▶ **Exercise**: From the forum thread on increasing the AMD64 page size below, list every setting the opening post says was updated in pmap.h, along with the value assigned to each.

▶ **Extract to read**:
= = = = =
# AMD64 Increasing Page Size



## emantec (Mar 19, 2016)

Hi,

I'm doing some testing on FreeBSD 9.0 and I would like to increase the page size to 16kb for AMD64 but I'm having trouble compiling a stable kernel.

I've updated PAGE_SHIFT to 14 and _NPCM to 12 and _NPCPV to 677 in pmap.h to stop the compiler error but after installation the kernel crashes instantly and I can't get a debugger to attach to see where the error occurred. I'm not sure what else I may need to change so any help would be greatly appreciated! 

Thanks.


----------



## emantec (Mar 19, 2016)

sidetone said:


> See sysctl(8) to edit /etc/sysctl.conf. FreeBSD 9.0 is no longer supported.



I'm not sure how editing sysctl.conf will help with changing page size? I've also tried on FreeBSD 10 with the same results.


----------



## Crivens (Mar 20, 2016)

What is it you try to accomplish with this?


----------



## emantec (Mar 20, 2016)

Crivens said:


> What is it you try to accomplish with this?


I'm doing research on an embedded system that is running FreeBSD with page size set to 16kb


----------



## Uniballer (Mar 21, 2016)

I could see some value in playing with the page replacement algorithms using larger pages, but don't really see how this will benefit an embedded system that is presumably not doing any "real" paging (just growing the stack and heap as needed).  Then again, your concept of an embedded system in this case may differ from mine.

You could probably fake it with some hacking, but IIRC the CPU hardware only directly supports 4KB and 2MB pages.  So you will have to write some pretty low-level memory management code to make this go.  You can check my recollections with this book: AMD64 Architecture Programmer’s Manual Volume 2: System Programming


----------
= = = = =
[Entries from a dataset]
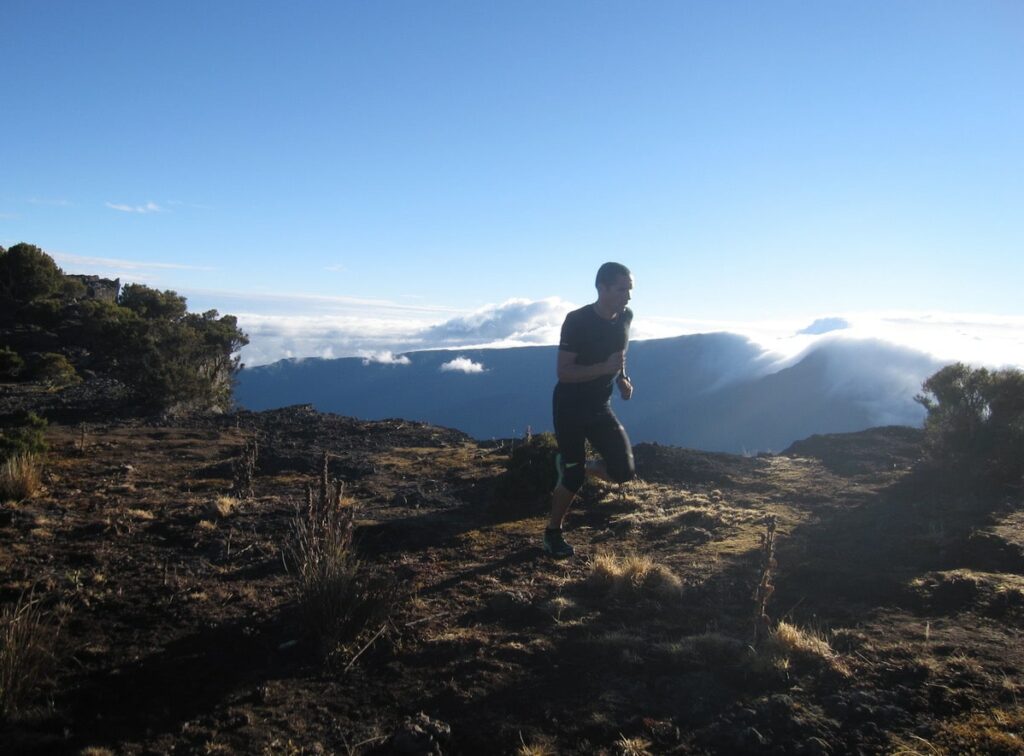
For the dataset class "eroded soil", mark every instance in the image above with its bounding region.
[0,408,1024,754]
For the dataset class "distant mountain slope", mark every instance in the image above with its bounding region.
[236,333,941,453]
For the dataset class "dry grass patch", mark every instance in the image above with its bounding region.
[0,454,43,501]
[761,622,850,677]
[206,496,239,519]
[586,553,683,600]
[0,594,56,717]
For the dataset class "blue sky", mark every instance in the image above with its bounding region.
[0,0,1024,364]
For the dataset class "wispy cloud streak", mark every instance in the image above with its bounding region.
[105,202,167,215]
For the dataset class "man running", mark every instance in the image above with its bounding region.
[544,262,635,558]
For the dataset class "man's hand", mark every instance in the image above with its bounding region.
[617,375,633,402]
[604,350,626,375]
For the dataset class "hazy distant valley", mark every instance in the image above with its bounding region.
[236,333,940,454]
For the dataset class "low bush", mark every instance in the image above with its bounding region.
[285,454,397,657]
[915,363,1024,487]
[0,595,56,717]
[0,411,47,462]
[498,433,558,501]
[587,554,682,600]
[0,346,25,380]
[30,352,82,387]
[0,454,42,502]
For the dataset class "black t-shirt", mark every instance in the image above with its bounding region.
[558,304,633,402]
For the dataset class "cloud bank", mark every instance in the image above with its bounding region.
[438,356,486,374]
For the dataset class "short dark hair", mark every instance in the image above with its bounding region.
[594,262,633,286]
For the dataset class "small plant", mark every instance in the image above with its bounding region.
[32,351,82,388]
[207,496,239,519]
[498,433,558,501]
[754,516,777,647]
[285,453,395,661]
[587,554,682,599]
[0,595,56,717]
[762,622,849,676]
[0,454,43,501]
[0,412,47,461]
[231,435,259,501]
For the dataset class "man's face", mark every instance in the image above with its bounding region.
[597,276,633,313]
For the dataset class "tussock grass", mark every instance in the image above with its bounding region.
[0,594,56,717]
[284,454,397,656]
[586,553,683,600]
[615,734,653,756]
[0,454,43,501]
[206,496,239,519]
[761,622,850,677]
[656,633,752,669]
[515,732,558,756]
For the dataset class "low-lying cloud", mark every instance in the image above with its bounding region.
[420,297,573,346]
[438,356,486,373]
[360,350,413,366]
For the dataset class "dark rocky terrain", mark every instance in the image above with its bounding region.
[0,386,1024,754]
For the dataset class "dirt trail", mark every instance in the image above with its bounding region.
[0,408,1024,754]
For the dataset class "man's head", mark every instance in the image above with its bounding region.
[594,262,633,317]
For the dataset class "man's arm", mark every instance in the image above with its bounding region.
[558,349,626,383]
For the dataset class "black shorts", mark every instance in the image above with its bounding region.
[553,384,636,482]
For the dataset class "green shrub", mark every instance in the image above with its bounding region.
[31,351,82,386]
[498,433,558,501]
[915,363,1024,486]
[0,346,25,380]
[0,412,46,462]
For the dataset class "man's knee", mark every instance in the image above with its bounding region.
[561,462,587,494]
[606,454,637,484]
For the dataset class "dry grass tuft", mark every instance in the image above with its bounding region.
[0,594,56,716]
[515,732,558,756]
[615,734,653,756]
[285,454,397,656]
[0,454,43,501]
[657,633,751,669]
[587,553,683,600]
[762,622,850,676]
[207,496,239,519]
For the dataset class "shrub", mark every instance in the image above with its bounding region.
[587,554,683,599]
[0,595,55,717]
[0,411,46,461]
[285,454,396,656]
[498,433,558,500]
[914,363,1024,486]
[0,346,25,380]
[0,454,43,501]
[31,351,82,386]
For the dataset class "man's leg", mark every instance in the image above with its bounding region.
[544,397,587,556]
[587,407,636,484]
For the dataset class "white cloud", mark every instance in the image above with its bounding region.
[797,318,850,334]
[48,252,217,274]
[421,297,573,346]
[360,349,413,365]
[106,202,166,214]
[440,356,486,373]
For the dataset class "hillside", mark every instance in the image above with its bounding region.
[0,385,1024,754]
[236,333,939,454]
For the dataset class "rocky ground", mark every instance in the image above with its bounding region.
[0,385,1024,754]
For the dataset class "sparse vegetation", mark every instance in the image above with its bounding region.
[0,594,56,717]
[0,244,248,410]
[209,496,239,519]
[587,553,682,600]
[286,453,396,656]
[498,433,558,501]
[915,363,1024,486]
[0,454,42,502]
[0,411,47,460]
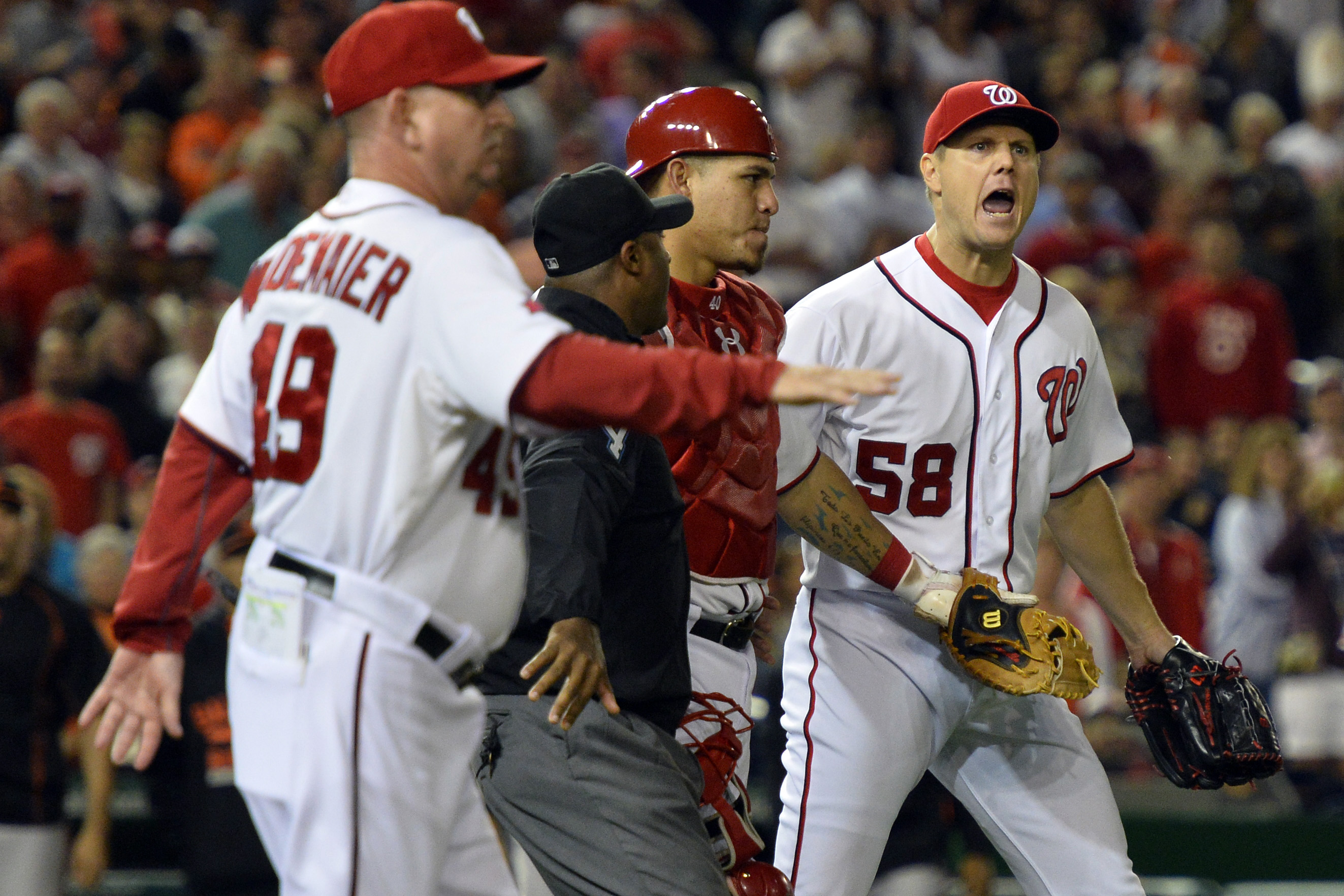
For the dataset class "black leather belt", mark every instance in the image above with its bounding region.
[270,551,484,688]
[691,610,761,650]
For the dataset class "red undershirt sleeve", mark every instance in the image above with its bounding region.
[113,418,252,653]
[509,333,785,435]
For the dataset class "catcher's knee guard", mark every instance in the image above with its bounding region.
[682,692,774,870]
[728,861,793,896]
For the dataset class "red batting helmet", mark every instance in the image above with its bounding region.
[625,87,780,177]
[728,861,793,896]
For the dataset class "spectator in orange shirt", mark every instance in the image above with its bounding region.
[0,329,131,535]
[0,175,93,381]
[168,52,260,206]
[1148,220,1296,433]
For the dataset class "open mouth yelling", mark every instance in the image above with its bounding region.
[980,189,1017,217]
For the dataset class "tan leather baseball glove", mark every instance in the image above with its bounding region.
[914,558,1101,700]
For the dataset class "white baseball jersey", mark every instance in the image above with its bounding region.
[780,240,1132,594]
[774,240,1142,896]
[181,179,568,644]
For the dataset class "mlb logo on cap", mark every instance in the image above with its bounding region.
[923,81,1059,152]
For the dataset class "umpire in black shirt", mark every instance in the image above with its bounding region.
[476,164,728,896]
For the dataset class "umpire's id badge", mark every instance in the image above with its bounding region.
[234,567,304,662]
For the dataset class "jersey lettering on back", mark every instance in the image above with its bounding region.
[242,231,411,323]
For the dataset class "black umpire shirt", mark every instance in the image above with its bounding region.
[476,286,691,733]
[0,577,108,825]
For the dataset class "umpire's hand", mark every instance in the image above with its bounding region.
[519,617,621,731]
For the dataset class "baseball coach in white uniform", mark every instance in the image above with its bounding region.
[776,81,1173,896]
[71,0,890,896]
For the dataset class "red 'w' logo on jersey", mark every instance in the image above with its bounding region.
[1036,357,1087,444]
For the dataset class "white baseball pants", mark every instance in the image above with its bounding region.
[229,602,518,896]
[676,620,755,784]
[774,590,1144,896]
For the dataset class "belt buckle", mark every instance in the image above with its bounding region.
[447,660,485,688]
[719,611,761,650]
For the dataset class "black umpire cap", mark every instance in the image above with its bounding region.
[532,163,695,277]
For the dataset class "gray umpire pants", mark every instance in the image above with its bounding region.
[472,696,731,896]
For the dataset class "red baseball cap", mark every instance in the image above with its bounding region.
[625,87,780,177]
[923,81,1059,152]
[323,0,546,115]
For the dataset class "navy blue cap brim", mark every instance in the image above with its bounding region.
[648,194,695,231]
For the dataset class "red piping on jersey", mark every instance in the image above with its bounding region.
[789,588,821,886]
[915,234,1017,325]
[317,199,415,220]
[349,631,370,896]
[774,449,821,494]
[1004,274,1047,591]
[872,258,980,567]
[1050,450,1134,500]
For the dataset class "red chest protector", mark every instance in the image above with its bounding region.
[647,273,784,579]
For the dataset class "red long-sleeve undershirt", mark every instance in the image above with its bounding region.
[113,333,785,653]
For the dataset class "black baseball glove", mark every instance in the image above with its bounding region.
[1125,638,1284,790]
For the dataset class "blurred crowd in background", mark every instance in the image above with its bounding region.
[8,0,1344,892]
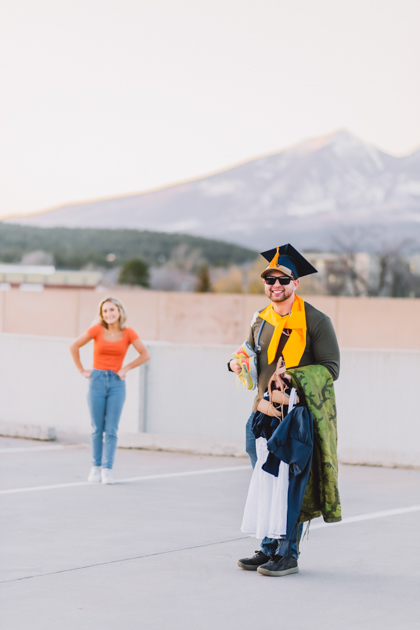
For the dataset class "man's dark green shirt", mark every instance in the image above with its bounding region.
[248,302,340,411]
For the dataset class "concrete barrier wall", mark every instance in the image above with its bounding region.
[0,334,420,467]
[0,286,420,350]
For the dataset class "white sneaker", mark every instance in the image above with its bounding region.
[88,466,101,481]
[101,468,115,484]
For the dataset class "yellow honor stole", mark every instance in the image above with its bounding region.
[259,295,306,368]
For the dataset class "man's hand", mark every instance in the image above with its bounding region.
[229,359,242,374]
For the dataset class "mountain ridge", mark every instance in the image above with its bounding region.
[4,130,420,249]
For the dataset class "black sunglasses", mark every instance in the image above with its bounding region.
[264,276,292,285]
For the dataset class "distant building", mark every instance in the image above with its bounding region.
[0,264,102,291]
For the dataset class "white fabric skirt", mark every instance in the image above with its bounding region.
[241,437,289,538]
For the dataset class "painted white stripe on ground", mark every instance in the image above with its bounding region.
[0,444,66,453]
[0,466,251,494]
[309,505,420,532]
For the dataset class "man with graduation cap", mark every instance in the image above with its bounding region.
[228,244,340,576]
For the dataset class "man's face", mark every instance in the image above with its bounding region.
[264,269,299,302]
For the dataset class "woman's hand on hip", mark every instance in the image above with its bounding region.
[117,368,128,381]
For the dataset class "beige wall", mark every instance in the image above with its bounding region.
[0,289,420,350]
[0,334,420,467]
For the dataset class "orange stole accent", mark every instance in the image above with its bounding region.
[260,295,306,368]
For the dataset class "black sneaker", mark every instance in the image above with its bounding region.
[257,556,299,577]
[238,550,270,571]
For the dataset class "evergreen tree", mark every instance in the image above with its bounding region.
[118,258,149,287]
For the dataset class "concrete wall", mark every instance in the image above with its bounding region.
[0,334,420,467]
[0,289,420,350]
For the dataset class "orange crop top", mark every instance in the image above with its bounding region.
[86,324,139,372]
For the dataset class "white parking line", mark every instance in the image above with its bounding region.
[0,444,66,453]
[0,466,251,494]
[310,505,420,531]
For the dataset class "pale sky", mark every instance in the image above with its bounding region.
[0,0,420,216]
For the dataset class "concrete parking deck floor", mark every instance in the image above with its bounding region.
[0,438,420,630]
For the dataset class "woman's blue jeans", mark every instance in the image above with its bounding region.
[245,411,303,560]
[88,370,125,468]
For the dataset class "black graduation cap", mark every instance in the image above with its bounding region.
[261,243,318,280]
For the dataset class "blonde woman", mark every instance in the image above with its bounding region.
[70,297,150,484]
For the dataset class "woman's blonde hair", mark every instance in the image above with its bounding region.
[96,297,127,329]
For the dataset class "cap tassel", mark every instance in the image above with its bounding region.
[267,247,279,269]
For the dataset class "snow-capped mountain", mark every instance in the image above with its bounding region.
[8,131,420,249]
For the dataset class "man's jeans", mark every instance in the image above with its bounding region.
[88,370,125,468]
[245,411,257,468]
[245,411,303,560]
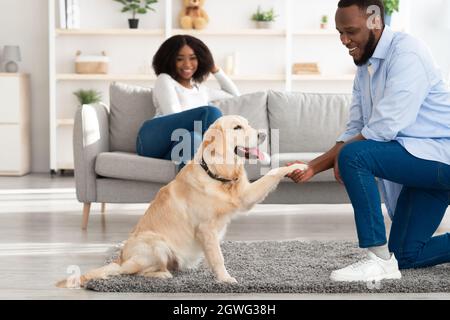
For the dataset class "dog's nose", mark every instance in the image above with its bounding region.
[258,132,267,143]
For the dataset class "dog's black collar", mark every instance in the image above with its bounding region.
[200,157,237,182]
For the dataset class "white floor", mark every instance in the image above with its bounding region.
[0,175,450,300]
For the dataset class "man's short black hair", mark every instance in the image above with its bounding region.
[153,35,214,83]
[338,0,384,25]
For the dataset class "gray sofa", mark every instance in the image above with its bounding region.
[73,83,351,228]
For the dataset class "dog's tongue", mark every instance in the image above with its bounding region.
[247,148,264,161]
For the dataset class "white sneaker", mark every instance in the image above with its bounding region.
[330,251,402,282]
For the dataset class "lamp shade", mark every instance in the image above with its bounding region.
[3,46,22,61]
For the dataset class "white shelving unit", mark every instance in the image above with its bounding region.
[48,0,366,172]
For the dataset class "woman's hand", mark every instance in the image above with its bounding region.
[286,160,315,183]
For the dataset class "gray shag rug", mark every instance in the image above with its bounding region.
[87,241,450,293]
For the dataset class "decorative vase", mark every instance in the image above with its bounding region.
[256,21,274,29]
[128,19,139,29]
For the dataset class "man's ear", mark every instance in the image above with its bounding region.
[202,126,223,158]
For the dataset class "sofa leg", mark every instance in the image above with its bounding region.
[81,203,91,230]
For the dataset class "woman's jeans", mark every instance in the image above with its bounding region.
[338,140,450,269]
[136,106,222,169]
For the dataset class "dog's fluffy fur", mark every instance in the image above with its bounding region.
[57,116,306,287]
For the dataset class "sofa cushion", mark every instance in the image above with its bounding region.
[109,83,155,152]
[95,152,176,183]
[271,152,336,182]
[267,91,351,154]
[211,92,270,180]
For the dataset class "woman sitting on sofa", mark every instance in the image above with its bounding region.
[136,35,239,169]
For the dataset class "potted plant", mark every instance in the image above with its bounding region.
[252,6,278,28]
[114,0,158,29]
[73,89,102,106]
[320,15,328,29]
[383,0,399,25]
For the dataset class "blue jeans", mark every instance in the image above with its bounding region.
[136,106,222,169]
[338,140,450,269]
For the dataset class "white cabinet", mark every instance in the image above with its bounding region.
[0,73,30,176]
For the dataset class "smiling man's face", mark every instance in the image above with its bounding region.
[335,5,382,66]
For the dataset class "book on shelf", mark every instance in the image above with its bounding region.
[59,0,67,29]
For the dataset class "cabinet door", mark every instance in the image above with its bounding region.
[0,124,22,172]
[0,77,20,124]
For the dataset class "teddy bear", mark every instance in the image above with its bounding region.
[180,0,209,29]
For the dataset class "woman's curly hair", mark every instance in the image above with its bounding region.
[153,35,214,83]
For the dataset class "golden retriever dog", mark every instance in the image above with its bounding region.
[57,115,307,287]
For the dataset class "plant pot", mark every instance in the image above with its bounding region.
[256,21,275,29]
[128,19,139,29]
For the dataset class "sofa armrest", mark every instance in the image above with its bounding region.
[73,104,109,203]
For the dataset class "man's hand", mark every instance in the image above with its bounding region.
[286,160,314,183]
[211,64,219,73]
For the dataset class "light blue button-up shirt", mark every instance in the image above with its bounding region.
[337,26,450,218]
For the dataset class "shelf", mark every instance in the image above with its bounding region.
[56,73,355,81]
[292,74,355,81]
[56,29,164,36]
[56,29,286,36]
[56,73,156,81]
[172,29,286,36]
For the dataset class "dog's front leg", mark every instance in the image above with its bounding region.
[241,163,308,210]
[196,224,237,283]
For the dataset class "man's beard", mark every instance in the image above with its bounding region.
[353,30,377,66]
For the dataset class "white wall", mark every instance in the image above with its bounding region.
= = = = =
▶ **Exercise result**:
PAGE_SHIFT: 14
_NPCM: 12
_NPCPV: 677